_Objectives:_
A: In the Savaniee Ravindrra biography, transcribe the text from "Savaniee Ravindrra, or" to "strong classical background.".
B: Which music shows does the Savaniee Ravindrra biography say she has sung for?
C: According to the Savaniee Ravindrra biography, who trained her in ghazal?

— start Document extract —

Savaniee Ravindrra, or Savani Ravindra, or Savani Ravindra Ghangurde Dhande  () (born 22 July 1989), is a singer in the Marathi music industry.

Schooling 
Savaniee Ravindrra was among the five finalist 2011 IDEA Saregma singers. She is the daughter of Dr. Ravindra Ghangurde and Dr. Vandana Ghangurde who are both singers. 
She did her schooling from Fergusson College, Pune. She has a strong classical background. 
Trained in Classical Vocals by Pandit Pandharinath Kolhapure.
She was trained in ghazal by Ravi Date.

Career 
Along with Pandit Hridaynath Mangeshkar, Savani also performed with renowned singers Suresh Wadkar, Arun Date, Ravindra Sathe, Ravindra Jain, Uttara Kelkar and Shridhar Phadke.
She has sung in albums such as "Aashaye", "Canvas" and "Ajunahi(Marathi)"
She has sung for the music shows Black & White, Ghazal ka safar and gulzar baat pashmine ki.
She has sung in films such as Ajab Lagnachi Gajab Gosht and Kuni Ghar Deta Ka Ghar. One of her Marathi songs, "Tu Mala Mi Tula Gungunu Laglo- Honar Sun Mi Hya Gharchi -Zee Marathi", is a duet with singer "Mangesh Borgaonkar".

— end Document extract —
— start Recorded information —

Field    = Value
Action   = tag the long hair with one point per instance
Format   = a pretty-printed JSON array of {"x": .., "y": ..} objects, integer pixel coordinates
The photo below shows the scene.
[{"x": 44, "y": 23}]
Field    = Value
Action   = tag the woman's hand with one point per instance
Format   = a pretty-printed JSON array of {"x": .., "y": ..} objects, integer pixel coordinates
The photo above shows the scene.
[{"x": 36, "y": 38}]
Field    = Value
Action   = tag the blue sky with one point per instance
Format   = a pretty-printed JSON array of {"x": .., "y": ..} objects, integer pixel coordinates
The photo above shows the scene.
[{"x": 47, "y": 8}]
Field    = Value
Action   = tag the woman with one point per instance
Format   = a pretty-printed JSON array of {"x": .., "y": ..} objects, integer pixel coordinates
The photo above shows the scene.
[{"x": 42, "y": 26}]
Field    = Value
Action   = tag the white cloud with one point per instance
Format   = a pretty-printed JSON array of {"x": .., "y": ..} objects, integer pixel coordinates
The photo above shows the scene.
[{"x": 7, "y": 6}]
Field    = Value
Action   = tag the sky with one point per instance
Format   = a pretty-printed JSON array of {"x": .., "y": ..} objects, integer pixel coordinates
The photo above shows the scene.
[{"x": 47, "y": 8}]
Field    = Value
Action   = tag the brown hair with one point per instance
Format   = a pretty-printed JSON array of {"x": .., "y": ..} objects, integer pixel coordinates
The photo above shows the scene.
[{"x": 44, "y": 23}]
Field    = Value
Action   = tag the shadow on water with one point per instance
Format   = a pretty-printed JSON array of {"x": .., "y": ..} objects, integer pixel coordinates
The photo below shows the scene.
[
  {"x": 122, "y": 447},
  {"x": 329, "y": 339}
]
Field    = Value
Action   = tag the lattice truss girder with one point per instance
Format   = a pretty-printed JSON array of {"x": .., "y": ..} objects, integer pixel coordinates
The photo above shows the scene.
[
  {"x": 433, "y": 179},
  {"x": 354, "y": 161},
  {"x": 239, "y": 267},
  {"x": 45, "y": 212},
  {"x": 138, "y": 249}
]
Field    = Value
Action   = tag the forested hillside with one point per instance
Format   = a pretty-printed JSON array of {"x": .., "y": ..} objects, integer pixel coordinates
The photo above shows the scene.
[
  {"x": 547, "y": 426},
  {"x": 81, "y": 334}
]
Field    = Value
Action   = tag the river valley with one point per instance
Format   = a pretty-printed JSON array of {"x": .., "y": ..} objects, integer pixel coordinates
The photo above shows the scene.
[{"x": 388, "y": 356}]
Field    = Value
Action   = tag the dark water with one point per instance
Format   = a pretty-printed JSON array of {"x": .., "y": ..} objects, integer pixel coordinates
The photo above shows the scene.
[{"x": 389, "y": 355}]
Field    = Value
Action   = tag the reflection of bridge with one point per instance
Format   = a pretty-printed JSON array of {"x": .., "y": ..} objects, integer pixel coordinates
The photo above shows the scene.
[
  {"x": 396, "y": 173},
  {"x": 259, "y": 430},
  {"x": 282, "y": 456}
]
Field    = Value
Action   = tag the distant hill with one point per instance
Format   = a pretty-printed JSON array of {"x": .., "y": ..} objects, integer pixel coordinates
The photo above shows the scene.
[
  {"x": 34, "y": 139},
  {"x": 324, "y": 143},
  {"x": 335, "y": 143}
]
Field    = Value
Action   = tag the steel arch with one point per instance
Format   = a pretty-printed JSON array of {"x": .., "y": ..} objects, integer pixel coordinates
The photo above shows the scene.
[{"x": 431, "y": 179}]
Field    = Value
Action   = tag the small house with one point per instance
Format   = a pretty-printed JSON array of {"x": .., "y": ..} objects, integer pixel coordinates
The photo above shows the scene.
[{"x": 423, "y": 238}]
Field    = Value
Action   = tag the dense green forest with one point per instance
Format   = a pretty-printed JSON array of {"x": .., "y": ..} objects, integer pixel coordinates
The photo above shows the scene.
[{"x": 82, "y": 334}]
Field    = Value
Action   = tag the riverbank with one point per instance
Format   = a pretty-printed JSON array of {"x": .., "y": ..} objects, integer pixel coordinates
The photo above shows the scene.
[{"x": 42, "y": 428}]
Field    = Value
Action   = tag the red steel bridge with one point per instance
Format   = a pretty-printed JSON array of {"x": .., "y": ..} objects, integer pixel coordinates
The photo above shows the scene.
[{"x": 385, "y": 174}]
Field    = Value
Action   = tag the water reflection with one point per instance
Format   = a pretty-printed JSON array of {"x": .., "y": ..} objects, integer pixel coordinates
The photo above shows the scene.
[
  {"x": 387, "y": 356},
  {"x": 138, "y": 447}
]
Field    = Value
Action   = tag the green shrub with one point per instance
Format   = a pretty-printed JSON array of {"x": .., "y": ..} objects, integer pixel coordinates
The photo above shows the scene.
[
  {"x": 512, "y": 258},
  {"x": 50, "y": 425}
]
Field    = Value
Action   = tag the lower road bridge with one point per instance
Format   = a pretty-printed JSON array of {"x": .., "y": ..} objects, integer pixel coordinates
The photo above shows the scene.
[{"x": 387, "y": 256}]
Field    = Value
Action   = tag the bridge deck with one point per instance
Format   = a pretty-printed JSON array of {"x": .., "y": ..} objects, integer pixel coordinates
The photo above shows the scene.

— end Recorded information —

_Task-by-task answers:_
A:
Savaniee Ravindrra, or Savani Ravindra, or Savani Ravindra Ghangurde Dhande  () (born 22 July 1989), is a singer in the Marathi music industry.

Schooling 
Savaniee Ravindrra was among the five finalist 2011 IDEA Saregma singers. She is the daughter of Dr. Ravindra Ghangurde and Dr. Vandana Ghangurde who are both singers. 
She did her schooling from Fergusson College, Pune. She has a strong classical background.

B:
Black & White
Ghazal ka safar
gulzar baat pashmine ki

C: Ravi Date